TEXT SEGMENT: Begin

Streamlining NVIDIA Driver Deployment on RHEL 8 with Modularity Streams

NVIDIA GPUs have become mainstream for accelerating a variety of workloads from machine learning, high-performance computing (HPC), content creation workflows, and data center applications. For these enterprise use cases, NVIDIA provides a software stack powered by the CUDA platform: drivers, CUDA-X acceleration libraries, CUDA-optimized applications, and frameworks.

Deploying the NVIDIA driver is one of the fundamental aspects of setting up a GPU accelerated cluster for using CUDA. In the past, installation or upgrades of the NVIDIA drivers have required a full software development environment, such as compiler toolchains and kernel headers, on each GPU node. Enterprise users also desire a tested combination of NVIDIA drivers and Linux kernel combinations for stability and the ability to stay on specific driver branches, which may have different lifetimes.

In this post, I cover the work done on packaging for the NVIDIA driver on Red Hat Enterprise Linux (RHEL) 8 to improve the experience of installing and upgrading drivers. This work provides several benefits–including improved reliability, security, and choice. For this work, use the modularity streams available in RHEL 8 and precompiled kernel modules (kmod) packages.

DNF modularity

Using Modularity, the CUDA repository provides multiple update streams for driver packages. Only updates on the selected stream are considered. You have the option to keep up with the latest and greatest or lock down to a specific driver branch, for example, drivers with major versions equal to “450”.

This new mechanism allows you to switch to different streams based on your use case. You can choose from one of the multiple NVIDIA GPU driver branches available to follow from a single RPM repository. Some NVIDIA drivers are qualified for use on NVIDIA data center GPUs and may have extended lifetimes compared to other driver branches. Enterprise users may choose to stay on a specific driver branch for stability reasons, while others may want to track other branches for access to new features.

You can pick a specific driver branch, such as R418, for which to track updates and only get updates from that branch. The packages also provide a virtual branch called latest and latest-dkms that tracks the most recent NVIDIA driver at each point in time. The branch latest-dkms is the default. The other branches are opt-in, and branches can be switched without requiring the reinstallation of the CUDA Toolkit.

Using precompiled drivers

For supported Red Hat Enterprise Linux 8.x kernel releases (see support matrix below), driver packages are provided that implement an alternative to DKMS. The EPEL repository does not need to be enabled. The source files for these driver kmod packages are compiled in advance and then linked at installation time, so these are called “precompiled drivers.”

The new approach does not require the gcc compiler to be installed, resulting in a reduced attack surface and faster boot up times on kernel and/or driver updates. Using these precompiled kmod packages offers greater stability, as the exact NVIDIA driver version and kernel version string combination has been pre-tested. Say goodbye to black screens (runlevel 3) and hello to a predictable user experience, with a driver installation that no longer depends on kernel-devel and kernel-headers packages.

TEXT SEGMENT: End
RECORD SET: Begin

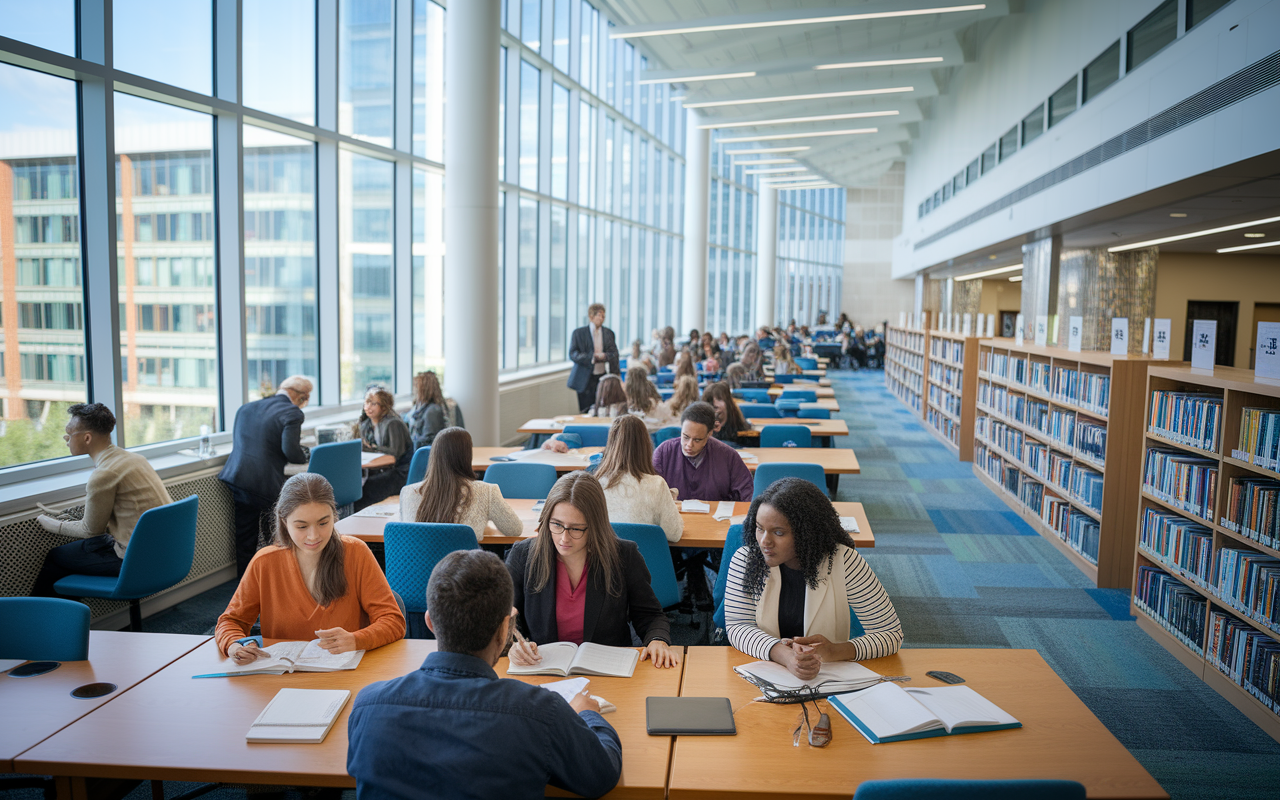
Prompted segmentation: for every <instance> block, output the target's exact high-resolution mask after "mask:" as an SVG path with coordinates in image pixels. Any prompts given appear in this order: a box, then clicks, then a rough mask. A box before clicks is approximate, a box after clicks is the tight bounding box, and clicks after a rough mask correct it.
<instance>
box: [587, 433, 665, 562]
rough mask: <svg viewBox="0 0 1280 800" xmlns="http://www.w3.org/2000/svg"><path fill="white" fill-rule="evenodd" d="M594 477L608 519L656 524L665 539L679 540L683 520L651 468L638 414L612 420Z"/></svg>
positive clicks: (651, 459)
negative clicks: (606, 440) (636, 414)
mask: <svg viewBox="0 0 1280 800" xmlns="http://www.w3.org/2000/svg"><path fill="white" fill-rule="evenodd" d="M595 477H596V480H599V481H600V485H602V486H603V488H604V499H605V500H607V502H608V504H609V522H639V524H641V525H657V526H659V527H660V529H662V532H664V534H666V535H667V541H680V536H681V534H684V532H685V521H684V518H681V516H680V508H677V507H676V502H675V499H673V498H672V497H671V488H669V486H667V481H664V480H662V475H658V474H657V472H654V471H653V439H652V438H650V436H649V430H648V429H646V428H645V425H644V421H643V420H641V419H640V417H637V416H632V415H630V413H628V415H626V416H621V417H618V419H616V420H613V425H611V426H609V443H608V445H605V448H604V453H603V457H602V458H600V466H598V467H596V468H595Z"/></svg>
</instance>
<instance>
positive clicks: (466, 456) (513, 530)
mask: <svg viewBox="0 0 1280 800" xmlns="http://www.w3.org/2000/svg"><path fill="white" fill-rule="evenodd" d="M471 452H472V448H471V434H470V433H467V431H466V430H465V429H462V428H445V429H444V430H442V431H440V433H439V434H436V436H435V444H433V445H431V458H430V460H429V461H428V463H426V477H424V479H422V481H421V483H416V484H410V485H407V486H404V490H403V492H401V520H404V521H412V522H445V524H451V525H470V526H471V530H474V531H475V532H476V541H480V540H481V539H484V529H485V525H486V524H488V522H490V521H492V522H493V524H494V526H495V527H497V529H498V531H499V532H502V535H503V536H518V535H520V534H521V532H524V530H525V526H524V524H522V522H521V521H520V517H517V516H516V512H515V511H512V508H511V506H508V504H507V500H504V499H503V497H502V489H499V488H498V485H497V484H486V483H484V481H479V480H476V479H475V472H472V471H471Z"/></svg>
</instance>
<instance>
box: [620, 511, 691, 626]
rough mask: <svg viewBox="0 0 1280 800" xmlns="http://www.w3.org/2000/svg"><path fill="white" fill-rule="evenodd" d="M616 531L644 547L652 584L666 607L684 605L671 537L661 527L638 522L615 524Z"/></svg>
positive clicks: (662, 604)
mask: <svg viewBox="0 0 1280 800" xmlns="http://www.w3.org/2000/svg"><path fill="white" fill-rule="evenodd" d="M612 525H613V532H614V534H617V535H618V538H620V539H630V540H631V541H635V543H636V545H637V547H639V548H640V556H643V557H644V563H645V566H646V567H649V584H650V585H652V586H653V593H654V594H655V595H658V604H659V605H662V607H663V608H667V607H669V605H677V604H678V603H680V584H677V582H676V567H673V566H672V563H671V548H669V545H668V544H667V535H666V534H663V532H662V529H660V527H658V526H657V525H640V524H636V522H613V524H612Z"/></svg>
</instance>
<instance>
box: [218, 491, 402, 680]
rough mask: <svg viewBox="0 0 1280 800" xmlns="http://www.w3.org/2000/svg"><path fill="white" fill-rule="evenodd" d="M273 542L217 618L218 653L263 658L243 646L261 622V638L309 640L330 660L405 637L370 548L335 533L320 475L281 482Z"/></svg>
mask: <svg viewBox="0 0 1280 800" xmlns="http://www.w3.org/2000/svg"><path fill="white" fill-rule="evenodd" d="M273 516H274V517H275V536H274V539H273V540H271V545H269V547H265V548H262V549H261V550H259V552H257V553H256V554H255V556H253V559H252V561H251V562H250V563H248V568H247V570H246V571H244V577H242V579H241V582H239V586H238V588H237V589H236V594H234V595H233V596H232V602H230V603H229V604H228V605H227V611H225V612H223V614H221V616H220V617H219V618H218V627H216V628H215V632H214V636H215V639H216V640H218V649H219V650H220V652H221V653H223V654H224V655H229V657H232V659H233V660H234V662H236V663H237V664H247V663H251V662H252V660H253V659H256V658H261V657H264V655H266V653H265V652H264V650H262V649H261V648H259V646H257V645H256V644H253V643H252V641H243V639H244V637H246V636H248V632H250V628H251V627H252V626H253V622H256V621H257V620H259V618H261V621H262V636H264V637H266V639H287V640H294V641H310V640H312V639H316V637H319V640H320V646H321V648H324V649H325V650H328V652H330V653H349V652H352V650H372V649H374V648H380V646H383V645H384V644H389V643H392V641H396V640H397V639H401V637H402V636H404V614H402V613H401V611H399V605H398V604H397V603H396V595H394V593H393V591H392V588H390V586H389V585H388V584H387V576H385V575H383V571H381V568H380V567H379V566H378V559H376V558H374V554H372V552H371V550H370V549H369V545H367V544H365V543H364V541H361V540H360V539H356V538H353V536H342V535H339V534H335V532H334V530H333V525H334V522H337V521H338V506H337V503H335V502H334V498H333V486H330V485H329V481H328V480H325V479H324V476H323V475H316V474H315V472H302V474H300V475H294V476H293V477H291V479H289V480H287V481H284V486H283V488H280V498H279V499H278V500H276V502H275V508H274V509H273Z"/></svg>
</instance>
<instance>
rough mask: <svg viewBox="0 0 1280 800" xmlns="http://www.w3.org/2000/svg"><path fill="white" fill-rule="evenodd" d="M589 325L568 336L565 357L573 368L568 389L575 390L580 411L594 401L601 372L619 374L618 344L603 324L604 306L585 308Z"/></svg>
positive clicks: (611, 373) (603, 316)
mask: <svg viewBox="0 0 1280 800" xmlns="http://www.w3.org/2000/svg"><path fill="white" fill-rule="evenodd" d="M586 319H589V320H590V321H591V324H590V325H582V326H581V328H579V329H577V330H575V332H573V335H572V337H571V338H570V346H568V360H570V361H572V362H573V369H572V370H570V372H568V388H570V389H573V390H575V392H577V408H579V411H580V412H581V413H586V410H588V408H590V407H591V404H593V403H594V402H595V385H596V384H598V383H600V375H618V372H620V370H618V343H617V340H616V339H614V337H613V332H612V330H609V329H608V328H605V326H604V306H603V305H602V303H591V305H590V306H588V308H586Z"/></svg>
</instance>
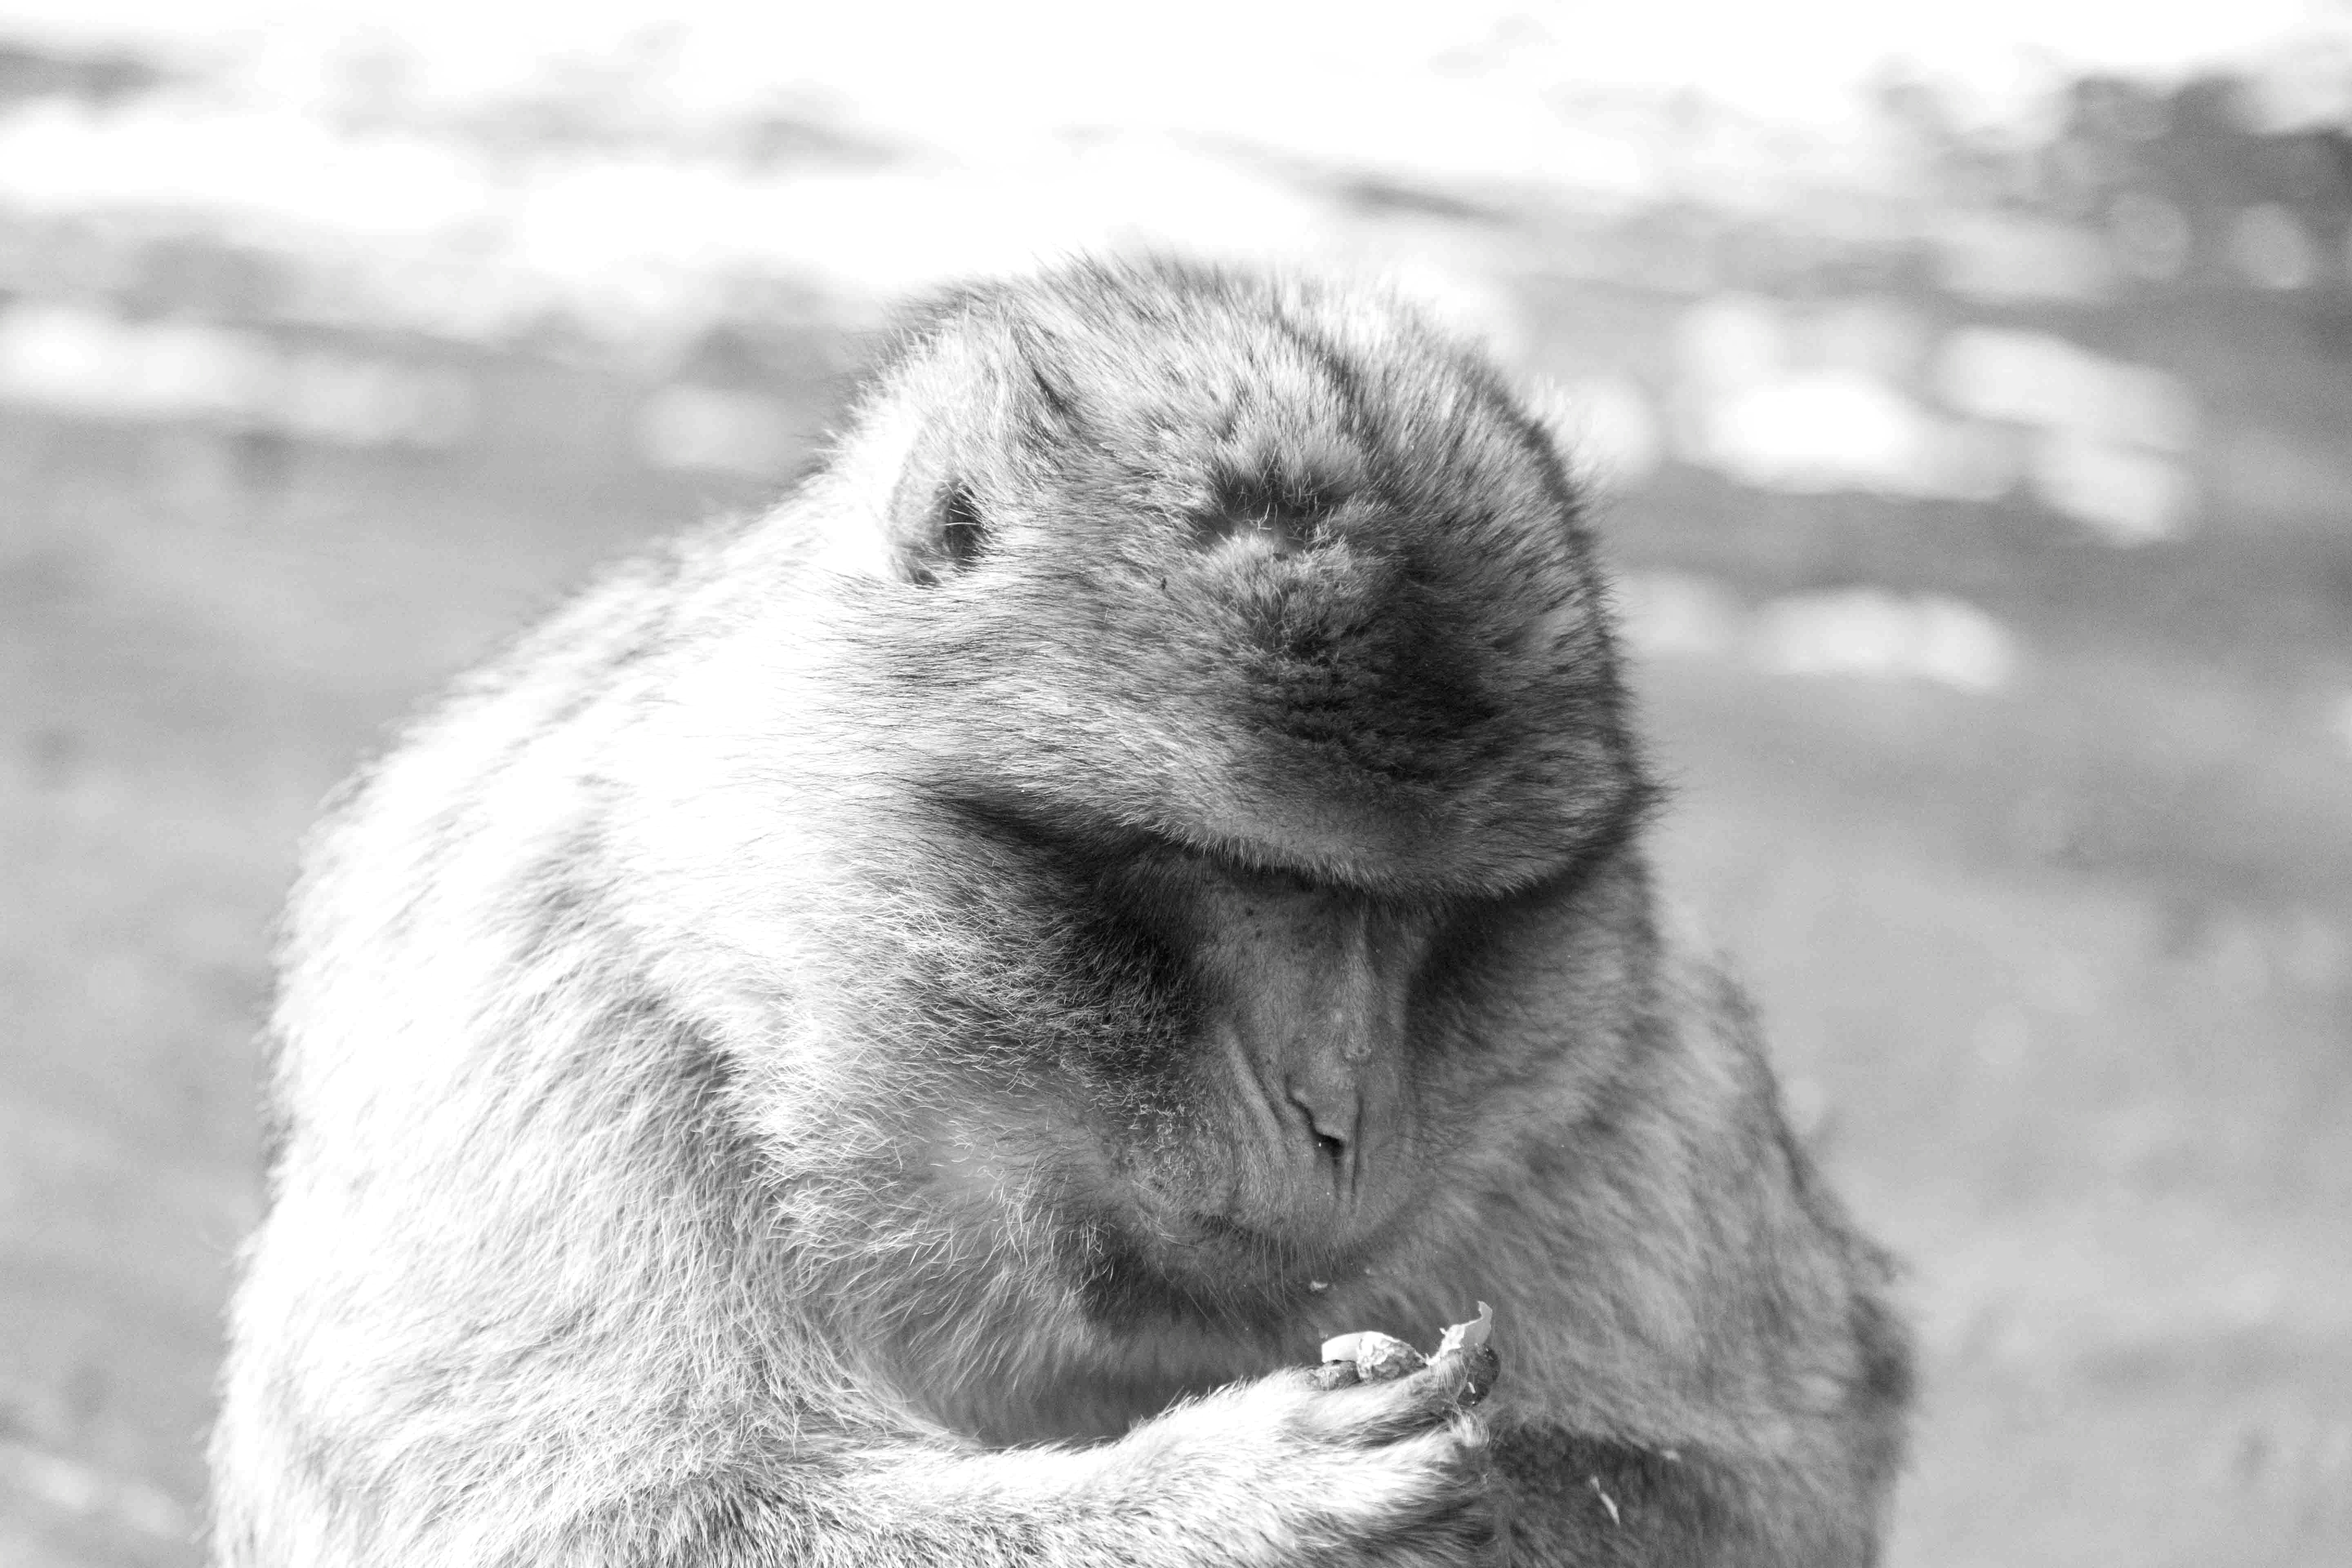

RECORD SET: End

§ **ASSIGNED TASK A**:
In the NVIDIA driver article, which driver branch is the default?
§ **ASSIGNED TASK B**:
Condense the paragraph of the NVIDIA driver article that opens "The new approach does not require" into a short bulleted list that keeps its main facts.
§ **ASSIGNED TASK C**:
Extend the NVIDIA driver article past its final sentence.
The items have no role in any of this.

§ **TASK ANSWER A**:
The latest-dkms branch is the default.

§ **TASK ANSWER B**:
- The gcc compiler does not need to be installed, which reduces the attack surface.
- Boot-up is faster after kernel or driver updates.
- Stability improves because each exact combination of NVIDIA driver version and kernel version string has been pre-tested.
- Installation no longer depends on the kernel-devel and kernel-headers packages, which avoids black screens (runlevel 3) and gives a predictable user experience.

§ **TASK ANSWER C**:
When a new driver update is released, precompiled driver packages are provided only for the most recently released kernel at the time of the driver update. Likewise, if a new kernel update is released, precompiled driver packages are provided for this kernel. Another way to phrase this is that at any point in time, precompiled drivers are enabled for the most recent RHEL kernel and the most recent NVIDIA driver version (per supported branch) now.

When using precompiled drivers, a plugin for the dnf package manager is enabled that cleans up stale .ko files. To prevent system breakages, the NVIDIA dnf plugin also prevents upgrading to a kernel for which no precompiled driver yet exists. This can delay the application of security fixes but ensures that a tested kernel and driver combination is always used.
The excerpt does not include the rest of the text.